### EXERCISE DETAILS
Gather every line in the records below that contains the word "silver".
::::::
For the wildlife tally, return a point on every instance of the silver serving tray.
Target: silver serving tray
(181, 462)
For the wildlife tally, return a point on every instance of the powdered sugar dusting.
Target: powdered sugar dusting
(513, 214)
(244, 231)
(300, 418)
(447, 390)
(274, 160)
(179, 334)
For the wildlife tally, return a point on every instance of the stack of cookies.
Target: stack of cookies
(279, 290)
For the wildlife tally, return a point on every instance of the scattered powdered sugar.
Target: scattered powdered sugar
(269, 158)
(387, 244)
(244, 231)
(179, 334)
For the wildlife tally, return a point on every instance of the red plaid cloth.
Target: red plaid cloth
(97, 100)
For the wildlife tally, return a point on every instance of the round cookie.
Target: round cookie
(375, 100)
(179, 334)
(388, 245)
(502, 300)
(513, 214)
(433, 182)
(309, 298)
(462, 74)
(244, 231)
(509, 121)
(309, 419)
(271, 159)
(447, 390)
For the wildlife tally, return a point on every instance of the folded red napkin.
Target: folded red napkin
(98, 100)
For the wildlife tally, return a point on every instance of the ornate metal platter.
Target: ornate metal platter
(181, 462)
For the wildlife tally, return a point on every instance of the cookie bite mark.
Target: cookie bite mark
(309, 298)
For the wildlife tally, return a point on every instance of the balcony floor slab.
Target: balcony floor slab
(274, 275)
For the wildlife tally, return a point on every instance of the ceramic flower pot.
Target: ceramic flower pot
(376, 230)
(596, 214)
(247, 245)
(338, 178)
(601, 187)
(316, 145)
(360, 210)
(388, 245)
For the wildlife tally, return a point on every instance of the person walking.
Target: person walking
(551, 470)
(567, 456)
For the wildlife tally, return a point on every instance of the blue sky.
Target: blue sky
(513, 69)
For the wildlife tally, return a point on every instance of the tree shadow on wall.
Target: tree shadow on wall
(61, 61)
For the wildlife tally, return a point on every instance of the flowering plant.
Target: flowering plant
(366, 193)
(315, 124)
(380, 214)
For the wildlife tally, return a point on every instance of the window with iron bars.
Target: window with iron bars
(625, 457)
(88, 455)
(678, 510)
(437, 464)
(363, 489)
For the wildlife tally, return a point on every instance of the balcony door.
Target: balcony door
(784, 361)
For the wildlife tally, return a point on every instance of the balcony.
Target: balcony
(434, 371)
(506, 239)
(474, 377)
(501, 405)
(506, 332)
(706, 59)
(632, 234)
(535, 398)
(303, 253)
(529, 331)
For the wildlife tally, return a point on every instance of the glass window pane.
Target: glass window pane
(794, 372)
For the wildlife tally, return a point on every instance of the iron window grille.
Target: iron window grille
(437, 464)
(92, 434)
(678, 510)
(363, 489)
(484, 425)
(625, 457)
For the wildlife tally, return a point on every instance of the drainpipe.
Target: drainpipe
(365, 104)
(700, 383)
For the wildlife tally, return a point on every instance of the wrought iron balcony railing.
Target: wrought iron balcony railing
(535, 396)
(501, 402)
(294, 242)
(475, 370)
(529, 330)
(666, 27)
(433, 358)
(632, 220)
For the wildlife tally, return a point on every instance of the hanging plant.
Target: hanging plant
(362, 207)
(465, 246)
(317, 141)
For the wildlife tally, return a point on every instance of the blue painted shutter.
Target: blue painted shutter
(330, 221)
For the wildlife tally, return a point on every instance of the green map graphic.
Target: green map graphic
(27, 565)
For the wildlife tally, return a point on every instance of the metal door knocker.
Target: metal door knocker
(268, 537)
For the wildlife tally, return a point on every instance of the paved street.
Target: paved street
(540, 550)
::::::
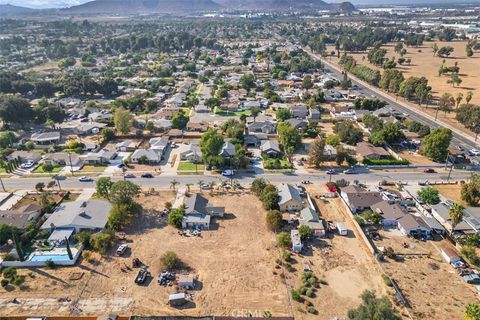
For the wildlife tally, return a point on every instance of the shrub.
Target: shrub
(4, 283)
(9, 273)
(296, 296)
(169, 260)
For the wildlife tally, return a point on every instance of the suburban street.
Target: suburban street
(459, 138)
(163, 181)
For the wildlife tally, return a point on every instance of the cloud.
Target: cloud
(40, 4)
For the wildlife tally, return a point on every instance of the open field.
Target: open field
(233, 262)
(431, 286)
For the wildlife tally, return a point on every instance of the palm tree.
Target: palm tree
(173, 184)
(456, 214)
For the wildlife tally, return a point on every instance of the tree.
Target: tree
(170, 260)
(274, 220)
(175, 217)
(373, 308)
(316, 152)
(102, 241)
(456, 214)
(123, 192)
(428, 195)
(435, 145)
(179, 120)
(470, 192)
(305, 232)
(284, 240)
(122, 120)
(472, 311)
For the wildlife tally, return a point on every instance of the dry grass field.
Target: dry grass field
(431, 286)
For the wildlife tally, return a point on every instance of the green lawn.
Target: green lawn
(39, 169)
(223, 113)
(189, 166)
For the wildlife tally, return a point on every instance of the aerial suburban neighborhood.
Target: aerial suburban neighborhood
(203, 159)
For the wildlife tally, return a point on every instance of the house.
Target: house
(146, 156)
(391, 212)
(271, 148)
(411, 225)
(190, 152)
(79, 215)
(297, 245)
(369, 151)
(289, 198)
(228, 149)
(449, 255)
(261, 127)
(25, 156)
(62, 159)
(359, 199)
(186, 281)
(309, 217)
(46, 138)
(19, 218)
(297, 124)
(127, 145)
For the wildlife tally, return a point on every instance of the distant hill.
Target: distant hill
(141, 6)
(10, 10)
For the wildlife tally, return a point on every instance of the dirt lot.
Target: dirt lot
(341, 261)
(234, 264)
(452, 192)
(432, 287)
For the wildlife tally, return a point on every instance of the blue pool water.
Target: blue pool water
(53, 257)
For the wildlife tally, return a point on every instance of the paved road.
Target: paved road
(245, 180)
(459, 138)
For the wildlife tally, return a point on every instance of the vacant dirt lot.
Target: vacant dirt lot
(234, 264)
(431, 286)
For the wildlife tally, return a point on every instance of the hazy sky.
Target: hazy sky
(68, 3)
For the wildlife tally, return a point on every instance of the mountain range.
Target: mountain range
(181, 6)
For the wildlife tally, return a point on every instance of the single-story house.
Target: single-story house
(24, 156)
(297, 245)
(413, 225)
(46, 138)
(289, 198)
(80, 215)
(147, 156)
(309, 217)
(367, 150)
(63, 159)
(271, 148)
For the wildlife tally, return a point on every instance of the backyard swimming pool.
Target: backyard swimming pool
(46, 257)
::::::
### RESULT OF THE TASK
For the wildlife tally, return a point on every instance of the silver serving tray.
Target: silver serving tray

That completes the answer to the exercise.